> **SUPPLIED TEXT**:
Thus, the costs associated with operating an Advanced Life Support system are much greater than those with First Responder or Basic Life Support providers. These costs often exceed the financial capacities of smaller fire and rescue departments, and so they cannot provide locally-based ALS. The need still exists in every community, however, so a smaller town must find the resources elsewhere, either by contracting with another town or private ambulance service to provide paramedics when needed, or to rely on the hospital-based ALS service to come to their aid.

Often, the latter is the most financially sensible choice, and local rescue services can take comfort in knowing that the paramedics responding are highly-trained professionals who are well-respected within the EMS community. Also, due to the lower call volumes of many suburban and rural departments, it is often hard to justify having around-the-clock ALS services within the department. For the organization it would be far too expensive, and for the paramedic, a lack of calls leads to atrophy of skills from non-use. As a hospital employee responding into the community, the paramedic has several advantages.

(Data records)
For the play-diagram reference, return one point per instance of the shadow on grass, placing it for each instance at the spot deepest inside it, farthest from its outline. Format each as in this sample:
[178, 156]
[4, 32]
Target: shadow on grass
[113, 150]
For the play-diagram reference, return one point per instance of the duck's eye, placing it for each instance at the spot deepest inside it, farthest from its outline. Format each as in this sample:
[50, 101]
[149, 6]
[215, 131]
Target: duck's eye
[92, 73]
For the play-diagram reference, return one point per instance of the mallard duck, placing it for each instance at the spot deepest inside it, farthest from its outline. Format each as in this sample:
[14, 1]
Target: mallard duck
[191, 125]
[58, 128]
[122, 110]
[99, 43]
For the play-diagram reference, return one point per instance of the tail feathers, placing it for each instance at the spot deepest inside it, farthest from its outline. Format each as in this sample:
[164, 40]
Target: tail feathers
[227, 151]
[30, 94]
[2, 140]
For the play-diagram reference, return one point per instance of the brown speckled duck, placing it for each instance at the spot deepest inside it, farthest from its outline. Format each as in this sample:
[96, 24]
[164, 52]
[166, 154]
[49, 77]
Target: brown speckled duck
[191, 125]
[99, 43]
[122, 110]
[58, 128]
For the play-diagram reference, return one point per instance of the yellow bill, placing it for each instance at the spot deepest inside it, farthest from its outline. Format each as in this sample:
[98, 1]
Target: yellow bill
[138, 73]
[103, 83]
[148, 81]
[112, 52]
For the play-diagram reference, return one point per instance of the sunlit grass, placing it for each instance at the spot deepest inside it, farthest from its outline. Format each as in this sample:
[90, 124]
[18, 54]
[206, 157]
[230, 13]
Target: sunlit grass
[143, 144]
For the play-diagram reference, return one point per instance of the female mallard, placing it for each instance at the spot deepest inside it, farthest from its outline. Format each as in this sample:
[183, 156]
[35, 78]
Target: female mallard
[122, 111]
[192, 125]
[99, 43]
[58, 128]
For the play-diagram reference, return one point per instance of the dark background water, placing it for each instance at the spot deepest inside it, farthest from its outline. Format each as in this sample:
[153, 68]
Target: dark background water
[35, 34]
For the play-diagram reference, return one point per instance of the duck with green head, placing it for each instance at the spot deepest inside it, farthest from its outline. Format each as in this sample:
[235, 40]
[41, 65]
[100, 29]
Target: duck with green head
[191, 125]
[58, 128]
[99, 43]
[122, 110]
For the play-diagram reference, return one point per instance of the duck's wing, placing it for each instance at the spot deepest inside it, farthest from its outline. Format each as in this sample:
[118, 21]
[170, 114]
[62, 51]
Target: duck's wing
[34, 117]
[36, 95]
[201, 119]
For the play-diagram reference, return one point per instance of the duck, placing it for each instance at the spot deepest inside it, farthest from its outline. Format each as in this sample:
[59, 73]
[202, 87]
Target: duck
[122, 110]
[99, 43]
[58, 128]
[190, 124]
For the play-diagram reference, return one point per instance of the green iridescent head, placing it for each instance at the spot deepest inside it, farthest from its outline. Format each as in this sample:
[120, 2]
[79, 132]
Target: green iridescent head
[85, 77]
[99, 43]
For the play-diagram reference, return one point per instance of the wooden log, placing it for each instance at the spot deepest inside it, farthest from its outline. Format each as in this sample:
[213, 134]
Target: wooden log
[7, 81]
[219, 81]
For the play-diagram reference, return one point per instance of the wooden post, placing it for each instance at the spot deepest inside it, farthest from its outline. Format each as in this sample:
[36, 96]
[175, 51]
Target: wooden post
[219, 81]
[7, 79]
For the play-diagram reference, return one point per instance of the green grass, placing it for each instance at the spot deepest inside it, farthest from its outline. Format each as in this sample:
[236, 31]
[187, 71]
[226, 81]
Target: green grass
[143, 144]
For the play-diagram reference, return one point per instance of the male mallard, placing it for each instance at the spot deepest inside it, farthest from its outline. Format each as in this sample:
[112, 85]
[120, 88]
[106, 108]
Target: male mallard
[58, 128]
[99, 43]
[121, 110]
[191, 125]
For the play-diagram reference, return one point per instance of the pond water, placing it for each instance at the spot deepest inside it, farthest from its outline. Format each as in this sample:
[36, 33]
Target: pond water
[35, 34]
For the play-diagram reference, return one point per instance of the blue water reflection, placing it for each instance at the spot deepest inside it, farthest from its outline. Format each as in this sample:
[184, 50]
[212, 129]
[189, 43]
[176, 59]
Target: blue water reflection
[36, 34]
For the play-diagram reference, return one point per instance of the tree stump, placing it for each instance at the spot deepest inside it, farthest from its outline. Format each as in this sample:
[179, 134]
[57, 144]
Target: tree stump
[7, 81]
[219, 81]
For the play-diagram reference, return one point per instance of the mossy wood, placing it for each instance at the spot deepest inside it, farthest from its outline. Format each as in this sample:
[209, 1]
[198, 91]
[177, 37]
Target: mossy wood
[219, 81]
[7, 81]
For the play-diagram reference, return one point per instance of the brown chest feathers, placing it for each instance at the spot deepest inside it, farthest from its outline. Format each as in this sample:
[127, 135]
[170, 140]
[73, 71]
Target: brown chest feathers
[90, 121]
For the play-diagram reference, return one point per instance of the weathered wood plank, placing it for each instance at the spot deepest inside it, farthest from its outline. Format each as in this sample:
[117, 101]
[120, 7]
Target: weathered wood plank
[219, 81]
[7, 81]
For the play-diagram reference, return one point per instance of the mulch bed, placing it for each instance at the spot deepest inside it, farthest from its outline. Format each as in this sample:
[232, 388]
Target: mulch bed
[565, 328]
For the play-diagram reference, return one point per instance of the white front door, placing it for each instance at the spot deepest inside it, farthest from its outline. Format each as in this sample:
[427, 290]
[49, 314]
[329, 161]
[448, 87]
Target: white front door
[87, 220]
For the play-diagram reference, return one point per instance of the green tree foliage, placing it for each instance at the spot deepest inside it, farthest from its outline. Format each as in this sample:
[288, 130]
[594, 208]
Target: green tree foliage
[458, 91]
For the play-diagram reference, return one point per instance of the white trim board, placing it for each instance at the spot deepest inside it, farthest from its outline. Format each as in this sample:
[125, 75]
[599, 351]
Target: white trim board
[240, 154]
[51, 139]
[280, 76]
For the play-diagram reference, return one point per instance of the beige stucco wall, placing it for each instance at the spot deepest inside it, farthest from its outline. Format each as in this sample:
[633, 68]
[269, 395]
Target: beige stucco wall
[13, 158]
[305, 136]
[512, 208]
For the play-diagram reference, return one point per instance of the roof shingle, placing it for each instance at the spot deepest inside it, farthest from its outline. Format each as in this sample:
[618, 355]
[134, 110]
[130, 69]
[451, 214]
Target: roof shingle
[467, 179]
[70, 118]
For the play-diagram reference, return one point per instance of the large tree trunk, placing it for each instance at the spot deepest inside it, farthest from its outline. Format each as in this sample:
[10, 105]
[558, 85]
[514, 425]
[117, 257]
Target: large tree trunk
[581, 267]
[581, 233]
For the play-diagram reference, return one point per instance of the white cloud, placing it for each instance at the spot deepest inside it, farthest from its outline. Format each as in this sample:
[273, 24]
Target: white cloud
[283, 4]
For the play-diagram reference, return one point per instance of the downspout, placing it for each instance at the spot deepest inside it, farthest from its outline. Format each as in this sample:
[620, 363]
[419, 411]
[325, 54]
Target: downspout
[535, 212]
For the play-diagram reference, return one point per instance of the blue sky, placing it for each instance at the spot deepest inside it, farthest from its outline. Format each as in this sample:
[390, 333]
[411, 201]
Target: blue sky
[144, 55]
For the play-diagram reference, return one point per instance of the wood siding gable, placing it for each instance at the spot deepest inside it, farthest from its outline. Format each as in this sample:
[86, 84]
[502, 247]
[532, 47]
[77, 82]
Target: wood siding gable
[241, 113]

> **TASK SET**:
1. Reproduce the text about Advanced Life Support costs from "Thus, the costs" up to and including "to their aid.".
2. In the text about Advanced Life Support costs, what does a lack of calls lead to for the paramedic?
The records are separate material with no connection to the text about Advanced Life Support costs.

> **ANSWERS TO THE PROBLEMS**:
1.
Thus, the costs associated with operating an Advanced Life Support system are much greater than those with First Responder or Basic Life Support providers. These costs often exceed the financial capacities of smaller fire and rescue departments, and so they cannot provide locally-based ALS. The need still exists in every community, however, so a smaller town must find the resources elsewhere, either by contracting with another town or private ambulance service to provide paramedics when needed, or to rely on the hospital-based ALS service to come to their aid.

2. A lack of calls leads to atrophy of skills from non-use.